• Objective: Set out all of the rows below as a Markdown table with two columns, No. and Text, pairing each line with its sequential number and omitting any blank lines.

• Provided data:

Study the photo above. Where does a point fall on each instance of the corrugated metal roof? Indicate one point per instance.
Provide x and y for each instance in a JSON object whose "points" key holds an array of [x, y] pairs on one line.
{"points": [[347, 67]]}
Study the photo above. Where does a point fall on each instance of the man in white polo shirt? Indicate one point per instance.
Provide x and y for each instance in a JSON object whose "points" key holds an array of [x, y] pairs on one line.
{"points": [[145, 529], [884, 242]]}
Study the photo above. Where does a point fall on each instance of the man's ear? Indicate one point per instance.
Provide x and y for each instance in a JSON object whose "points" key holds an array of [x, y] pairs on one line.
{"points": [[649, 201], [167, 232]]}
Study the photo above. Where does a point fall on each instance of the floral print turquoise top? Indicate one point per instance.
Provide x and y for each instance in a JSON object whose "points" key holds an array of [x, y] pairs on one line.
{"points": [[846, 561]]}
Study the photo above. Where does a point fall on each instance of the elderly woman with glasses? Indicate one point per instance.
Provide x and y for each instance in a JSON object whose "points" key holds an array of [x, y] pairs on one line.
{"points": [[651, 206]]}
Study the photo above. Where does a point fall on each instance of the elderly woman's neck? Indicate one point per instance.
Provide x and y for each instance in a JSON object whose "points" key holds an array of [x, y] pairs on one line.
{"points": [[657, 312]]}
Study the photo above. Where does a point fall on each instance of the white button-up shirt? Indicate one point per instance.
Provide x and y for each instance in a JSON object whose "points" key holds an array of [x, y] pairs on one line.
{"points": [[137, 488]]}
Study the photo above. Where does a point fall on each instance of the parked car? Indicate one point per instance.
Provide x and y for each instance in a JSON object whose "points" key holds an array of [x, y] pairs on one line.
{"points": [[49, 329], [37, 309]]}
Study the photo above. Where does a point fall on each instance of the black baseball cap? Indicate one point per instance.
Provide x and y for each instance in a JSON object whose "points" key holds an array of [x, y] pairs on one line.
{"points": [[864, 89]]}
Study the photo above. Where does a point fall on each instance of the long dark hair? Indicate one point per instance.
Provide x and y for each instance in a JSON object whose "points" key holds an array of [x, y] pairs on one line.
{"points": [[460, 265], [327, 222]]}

• Response to the task:
| No. | Text |
|---|---|
| 1 | Study the photo above. Where does a point fall on each instance of the corrugated metal roof? Indicate one point per instance. |
| 2 | Provide x and y for each instance in a JSON object whose "points" key holds an array of [x, y] pairs on one line. |
| 3 | {"points": [[347, 67]]} |
| 4 | Study the photo above. Where does a point fall on each instance of the man in white polo shirt? Indicate one point per instance. |
| 5 | Provide x and y for each instance in a JSON object whose "points" key holds an array of [x, y] pairs on one line. |
| 6 | {"points": [[145, 529], [884, 242]]} |
| 7 | Study the photo above. Where does a point fall on each instance of the man's ear? Indicate one point per instance. |
| 8 | Provide x and y for each instance in a JSON object whose "points" key holds an array of [x, y] pairs on one line. |
| 9 | {"points": [[649, 201], [167, 232]]} |
| 10 | Study the photo above. Where does a point fall on each instance of the floral print turquoise top? Indicate one point per instance. |
| 11 | Provide x and y for each instance in a JSON object whose "points" key holds an array of [x, y] pairs on one line. |
| 12 | {"points": [[846, 561]]} |
| 13 | Study the photo above. Where does a point fall on each instance of the elderly woman with glasses? Indicate one point per instance. |
| 14 | Provide x and y for each instance in a JSON object whose "points" key holds an array of [x, y] pairs on one line. |
| 15 | {"points": [[651, 206]]} |
| 16 | Study the photo above. Where does a point fall on each instance of the elderly woman's neck? Indicate one point per instance. |
| 17 | Provide x and y for each instance in a JSON object whose "points" key holds an array of [x, y] pairs on one line. |
| 18 | {"points": [[657, 312]]} |
| 19 | Study the photo above. Where does a point fall on each instance of the white button-up shirt? Indicate one point per instance. |
| 20 | Provide x and y for each instance in a JSON object whose "points" key holds an array of [x, y] pairs on one line. |
| 21 | {"points": [[137, 488]]} |
| 22 | Study the photo above. Where does a point fall on each instance of the parked car? Indicate one point per instance. |
| 23 | Provide x and y for each instance in a JSON object whose "points" key holds an array of [x, y] pairs on one line. |
| 24 | {"points": [[49, 329], [37, 309]]} |
| 25 | Study the photo above. Where does a point fall on each instance of the black baseball cap? Indicate one point per instance. |
| 26 | Provide x and y for each instance in a JSON object whose "points" key holds an array of [x, y] pairs on one line. |
| 27 | {"points": [[864, 89]]} |
| 28 | Study the photo above. Where does a point fall on each instance of the long dark hair? Indicate one point per instance. |
| 29 | Provide x and y for each instance in a JSON object whose "points" key holds an array of [x, y] pairs on one line. |
| 30 | {"points": [[460, 265], [327, 222]]} |